Saved entries:
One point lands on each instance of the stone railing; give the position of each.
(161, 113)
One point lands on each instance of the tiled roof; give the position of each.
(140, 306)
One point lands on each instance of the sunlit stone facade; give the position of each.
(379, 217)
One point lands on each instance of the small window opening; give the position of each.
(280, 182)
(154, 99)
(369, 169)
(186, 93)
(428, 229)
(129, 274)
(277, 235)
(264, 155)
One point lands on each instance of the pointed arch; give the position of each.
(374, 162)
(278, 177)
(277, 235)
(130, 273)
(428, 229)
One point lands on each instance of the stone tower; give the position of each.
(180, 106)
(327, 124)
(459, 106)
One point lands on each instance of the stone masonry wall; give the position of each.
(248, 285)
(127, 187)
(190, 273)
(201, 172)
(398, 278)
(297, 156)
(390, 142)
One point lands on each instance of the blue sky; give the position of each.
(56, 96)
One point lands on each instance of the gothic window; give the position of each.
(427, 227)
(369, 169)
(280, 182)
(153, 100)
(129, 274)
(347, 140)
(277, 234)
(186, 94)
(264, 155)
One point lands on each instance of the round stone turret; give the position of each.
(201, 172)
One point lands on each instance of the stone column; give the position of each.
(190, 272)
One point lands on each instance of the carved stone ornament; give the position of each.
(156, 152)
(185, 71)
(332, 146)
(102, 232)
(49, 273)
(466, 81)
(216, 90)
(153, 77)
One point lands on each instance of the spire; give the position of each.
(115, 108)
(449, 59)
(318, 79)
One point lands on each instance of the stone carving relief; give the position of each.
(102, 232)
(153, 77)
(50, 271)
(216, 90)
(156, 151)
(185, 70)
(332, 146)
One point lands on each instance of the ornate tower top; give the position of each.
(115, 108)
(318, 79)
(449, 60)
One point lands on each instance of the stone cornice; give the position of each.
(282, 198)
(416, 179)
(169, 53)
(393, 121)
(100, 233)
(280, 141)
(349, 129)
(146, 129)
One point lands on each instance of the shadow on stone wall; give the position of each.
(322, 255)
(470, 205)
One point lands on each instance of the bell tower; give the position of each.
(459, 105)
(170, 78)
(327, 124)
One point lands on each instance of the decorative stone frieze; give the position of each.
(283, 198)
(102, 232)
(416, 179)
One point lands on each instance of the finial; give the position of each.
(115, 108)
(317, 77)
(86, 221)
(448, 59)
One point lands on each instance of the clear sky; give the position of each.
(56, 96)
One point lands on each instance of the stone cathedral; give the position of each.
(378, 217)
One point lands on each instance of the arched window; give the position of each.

Work required >>
Would you transcribe the entries above exactly as they appear?

Exercise output >>
One point lands on each instance of the stone railing; give the position of each.
(161, 113)
One point lands on each instance of the tiled roof; give the position of each.
(140, 306)
One point lands on each instance of the sunlit stone facade; give the position of each.
(379, 217)
One point lands on each instance of the small window opening; give the position of each.
(280, 182)
(154, 99)
(369, 169)
(186, 93)
(428, 229)
(129, 274)
(277, 235)
(264, 155)
One point lands on each instance of the pointed arch; give the position of each.
(374, 162)
(278, 177)
(277, 235)
(130, 273)
(428, 229)
One point lands on each instance of the stone tower; give the position of each.
(180, 106)
(327, 124)
(459, 106)
One point lands on each instance of the stone masonry wall; give the position of each.
(248, 285)
(127, 187)
(190, 273)
(201, 172)
(398, 278)
(297, 156)
(390, 142)
One point lands on each instance of the blue sky; give the position of each.
(56, 96)
One point lands on each instance of the gothic window; give the position of each.
(427, 227)
(369, 169)
(280, 182)
(153, 100)
(129, 274)
(347, 140)
(277, 234)
(186, 94)
(264, 155)
One point lands on each instance of the round stone turret; give the position of each.
(201, 172)
One point lands on each instance of the stone column; give the position of each.
(190, 272)
One point lands on each instance of the carved stone ornament; give the position of each.
(156, 152)
(185, 71)
(332, 146)
(102, 232)
(49, 273)
(466, 81)
(216, 90)
(153, 77)
One point lands on each instance of the spire; give the position of each.
(115, 108)
(449, 59)
(318, 79)
One point lands on each instance of the stone carving relief; give the position of each.
(102, 232)
(153, 77)
(50, 271)
(216, 90)
(156, 151)
(185, 70)
(332, 146)
One point lands on each instance of the ornate tower top; give the position of each.
(115, 108)
(318, 79)
(449, 60)
One point lands on each instance of the stone cornice; give the position of each.
(282, 198)
(416, 179)
(169, 53)
(393, 121)
(100, 233)
(280, 141)
(349, 129)
(146, 129)
One point lands on each instance of the shadow on stone wall; give the position of each.
(322, 255)
(470, 205)
One point lands on each instance of the bell tower; give the position of each.
(459, 105)
(170, 78)
(327, 124)
One point lands on each instance of the decorative stone frieze; give the position of each.
(283, 198)
(102, 232)
(416, 179)
One point lands on each instance of the finial; give the position of each.
(115, 108)
(317, 77)
(86, 221)
(448, 59)
One point lands on each instance of the clear sky; give the position of each.
(56, 96)
One point lands on each instance of the stone cathedral; give the position of each.
(378, 217)
One point lands on each instance of the arched window; give the position of each.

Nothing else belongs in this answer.